══ Supplied records

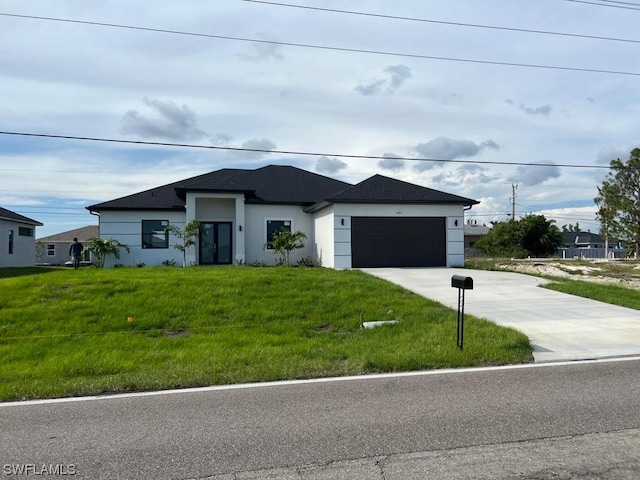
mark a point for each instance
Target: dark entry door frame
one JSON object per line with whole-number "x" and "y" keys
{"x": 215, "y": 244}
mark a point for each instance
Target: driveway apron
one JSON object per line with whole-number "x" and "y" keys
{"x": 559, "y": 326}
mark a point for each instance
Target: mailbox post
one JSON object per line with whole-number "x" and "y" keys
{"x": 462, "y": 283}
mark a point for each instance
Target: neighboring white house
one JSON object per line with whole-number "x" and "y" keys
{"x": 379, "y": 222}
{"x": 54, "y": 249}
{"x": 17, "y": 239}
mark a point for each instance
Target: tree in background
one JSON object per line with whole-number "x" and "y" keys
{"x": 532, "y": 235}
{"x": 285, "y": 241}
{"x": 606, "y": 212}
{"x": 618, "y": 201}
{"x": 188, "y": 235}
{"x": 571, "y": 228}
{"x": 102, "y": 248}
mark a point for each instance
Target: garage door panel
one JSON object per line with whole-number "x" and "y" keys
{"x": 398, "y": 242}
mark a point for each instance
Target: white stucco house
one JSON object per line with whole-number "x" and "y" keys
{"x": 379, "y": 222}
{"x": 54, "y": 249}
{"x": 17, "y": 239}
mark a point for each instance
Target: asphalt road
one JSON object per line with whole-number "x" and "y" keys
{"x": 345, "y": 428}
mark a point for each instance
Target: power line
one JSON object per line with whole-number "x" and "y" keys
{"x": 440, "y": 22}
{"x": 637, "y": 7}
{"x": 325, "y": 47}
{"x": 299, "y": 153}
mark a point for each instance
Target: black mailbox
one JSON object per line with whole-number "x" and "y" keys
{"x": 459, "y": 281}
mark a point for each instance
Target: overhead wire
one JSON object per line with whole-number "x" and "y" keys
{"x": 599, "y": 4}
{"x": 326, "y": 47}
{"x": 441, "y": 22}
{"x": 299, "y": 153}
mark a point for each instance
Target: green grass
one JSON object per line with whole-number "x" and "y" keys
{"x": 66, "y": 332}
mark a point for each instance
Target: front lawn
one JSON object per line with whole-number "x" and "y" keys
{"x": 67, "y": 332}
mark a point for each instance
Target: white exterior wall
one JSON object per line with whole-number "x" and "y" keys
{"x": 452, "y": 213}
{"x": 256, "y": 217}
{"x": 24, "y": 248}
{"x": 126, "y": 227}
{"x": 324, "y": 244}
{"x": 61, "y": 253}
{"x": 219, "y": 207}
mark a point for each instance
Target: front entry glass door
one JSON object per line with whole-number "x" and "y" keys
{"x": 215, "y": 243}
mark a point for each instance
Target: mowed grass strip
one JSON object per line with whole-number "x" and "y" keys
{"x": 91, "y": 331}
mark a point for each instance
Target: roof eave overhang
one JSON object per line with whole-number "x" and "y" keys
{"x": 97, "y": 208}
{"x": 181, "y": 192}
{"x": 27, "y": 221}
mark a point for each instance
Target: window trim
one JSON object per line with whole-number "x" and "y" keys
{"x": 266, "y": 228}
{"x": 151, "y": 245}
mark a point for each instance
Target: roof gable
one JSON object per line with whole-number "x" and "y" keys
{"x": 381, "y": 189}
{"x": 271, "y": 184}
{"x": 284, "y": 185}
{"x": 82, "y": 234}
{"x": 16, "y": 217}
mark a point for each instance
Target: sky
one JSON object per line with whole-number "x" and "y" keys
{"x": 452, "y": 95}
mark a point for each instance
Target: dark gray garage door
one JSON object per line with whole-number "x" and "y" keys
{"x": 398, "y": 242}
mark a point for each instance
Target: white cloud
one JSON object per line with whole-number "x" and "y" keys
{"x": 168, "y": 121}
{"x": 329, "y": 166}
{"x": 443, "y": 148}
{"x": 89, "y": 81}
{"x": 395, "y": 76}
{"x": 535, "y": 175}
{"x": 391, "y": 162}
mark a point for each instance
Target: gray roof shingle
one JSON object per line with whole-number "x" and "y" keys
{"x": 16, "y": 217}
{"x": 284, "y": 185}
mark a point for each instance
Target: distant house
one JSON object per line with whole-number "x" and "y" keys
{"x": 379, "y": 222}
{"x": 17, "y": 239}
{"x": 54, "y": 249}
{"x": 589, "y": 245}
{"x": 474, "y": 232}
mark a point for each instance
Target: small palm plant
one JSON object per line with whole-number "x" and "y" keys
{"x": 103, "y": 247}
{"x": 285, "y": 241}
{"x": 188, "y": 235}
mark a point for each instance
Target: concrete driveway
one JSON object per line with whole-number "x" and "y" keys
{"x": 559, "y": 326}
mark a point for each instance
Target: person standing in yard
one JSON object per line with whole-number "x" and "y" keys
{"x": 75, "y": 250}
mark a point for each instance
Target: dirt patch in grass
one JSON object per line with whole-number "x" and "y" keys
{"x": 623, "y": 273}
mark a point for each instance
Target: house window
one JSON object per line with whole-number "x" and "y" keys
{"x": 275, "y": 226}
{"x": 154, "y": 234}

════
══ Supplied records

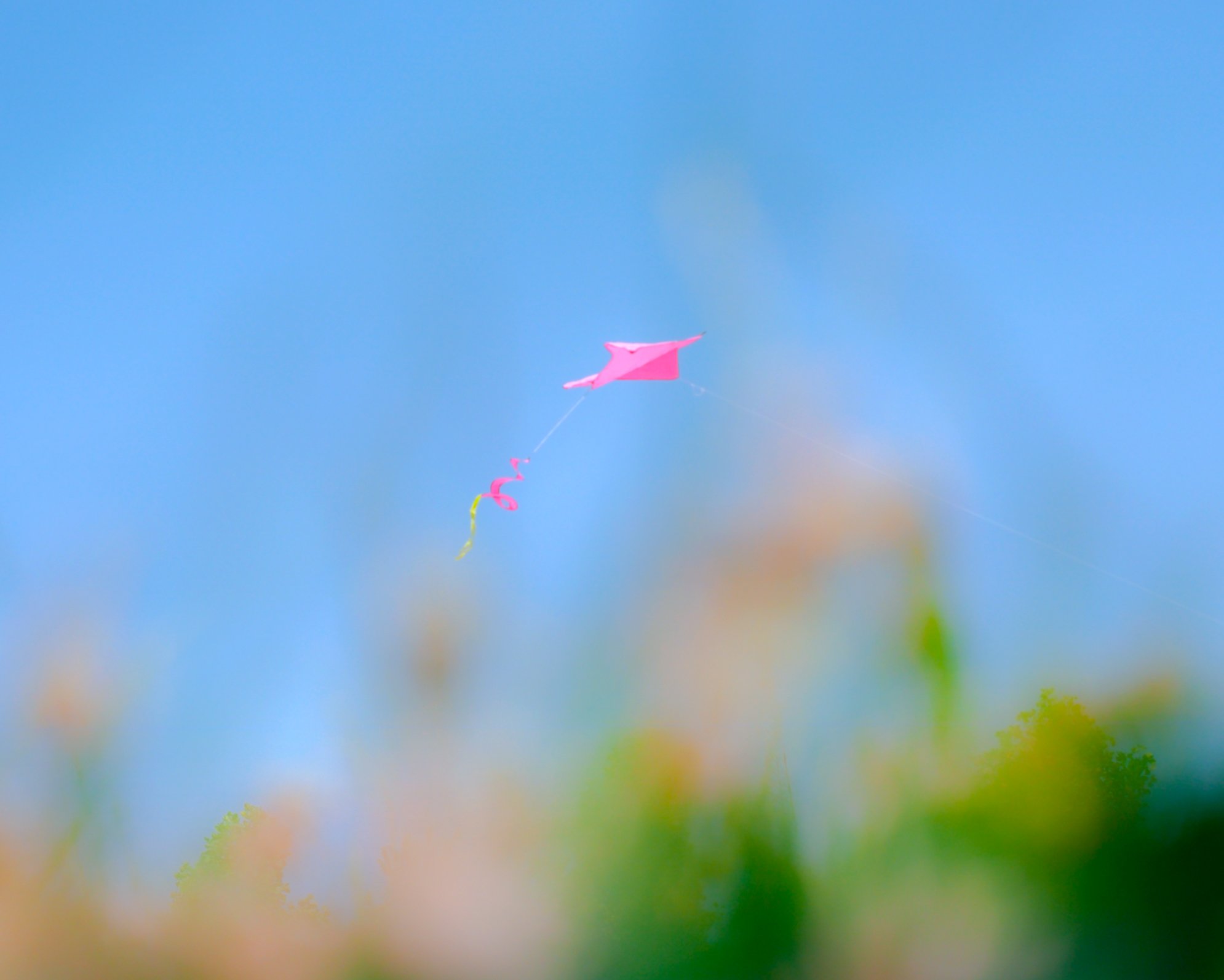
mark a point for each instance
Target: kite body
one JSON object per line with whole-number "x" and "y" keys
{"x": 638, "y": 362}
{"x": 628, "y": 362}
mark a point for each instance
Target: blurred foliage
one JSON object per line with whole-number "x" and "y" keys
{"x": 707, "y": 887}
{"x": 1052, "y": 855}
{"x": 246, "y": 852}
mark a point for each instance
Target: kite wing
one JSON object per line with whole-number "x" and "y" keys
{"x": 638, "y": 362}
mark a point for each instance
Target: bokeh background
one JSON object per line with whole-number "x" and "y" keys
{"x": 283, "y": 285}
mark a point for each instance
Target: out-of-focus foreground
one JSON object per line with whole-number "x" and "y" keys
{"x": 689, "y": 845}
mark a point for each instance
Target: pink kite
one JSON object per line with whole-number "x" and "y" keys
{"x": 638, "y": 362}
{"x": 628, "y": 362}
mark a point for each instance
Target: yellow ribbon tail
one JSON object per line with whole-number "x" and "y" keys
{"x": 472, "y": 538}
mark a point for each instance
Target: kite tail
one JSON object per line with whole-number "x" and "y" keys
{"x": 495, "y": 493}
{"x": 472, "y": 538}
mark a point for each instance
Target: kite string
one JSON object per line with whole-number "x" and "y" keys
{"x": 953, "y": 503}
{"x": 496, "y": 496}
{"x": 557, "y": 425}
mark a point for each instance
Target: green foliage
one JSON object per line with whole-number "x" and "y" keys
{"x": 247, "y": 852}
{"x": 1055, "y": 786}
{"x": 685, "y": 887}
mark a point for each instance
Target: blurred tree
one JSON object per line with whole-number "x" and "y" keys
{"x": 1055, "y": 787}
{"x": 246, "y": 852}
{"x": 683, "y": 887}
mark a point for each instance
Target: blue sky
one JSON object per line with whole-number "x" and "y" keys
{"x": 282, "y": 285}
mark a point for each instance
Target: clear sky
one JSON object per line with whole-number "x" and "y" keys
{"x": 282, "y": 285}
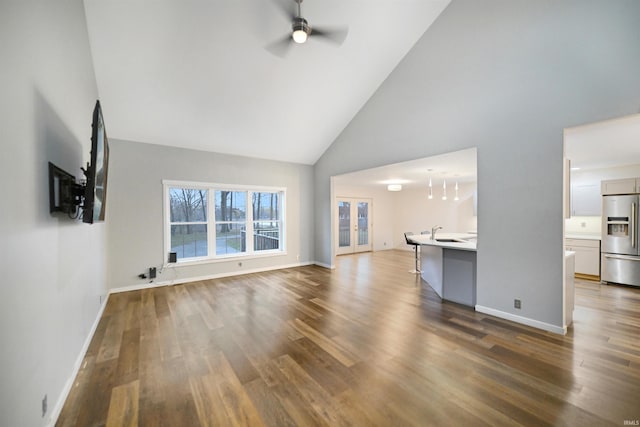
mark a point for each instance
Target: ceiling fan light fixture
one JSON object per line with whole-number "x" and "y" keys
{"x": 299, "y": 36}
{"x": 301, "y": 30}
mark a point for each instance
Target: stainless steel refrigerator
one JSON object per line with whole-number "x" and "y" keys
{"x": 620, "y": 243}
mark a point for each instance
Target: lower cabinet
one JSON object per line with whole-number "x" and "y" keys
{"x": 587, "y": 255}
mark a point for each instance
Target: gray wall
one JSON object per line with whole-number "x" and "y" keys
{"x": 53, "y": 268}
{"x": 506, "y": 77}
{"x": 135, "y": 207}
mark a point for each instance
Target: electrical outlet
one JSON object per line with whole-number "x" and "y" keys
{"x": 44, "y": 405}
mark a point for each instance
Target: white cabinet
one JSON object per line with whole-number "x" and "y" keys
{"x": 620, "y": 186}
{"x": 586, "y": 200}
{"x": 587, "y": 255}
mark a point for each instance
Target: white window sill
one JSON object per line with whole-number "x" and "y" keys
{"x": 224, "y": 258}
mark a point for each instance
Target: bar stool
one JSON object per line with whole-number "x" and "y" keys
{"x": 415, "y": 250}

════

## Your goal
Copy out each line in the data above that contains the word "gray".

## Exercise solution
Target: dark gray garage door
Target: gray roof shingle
Target: gray wall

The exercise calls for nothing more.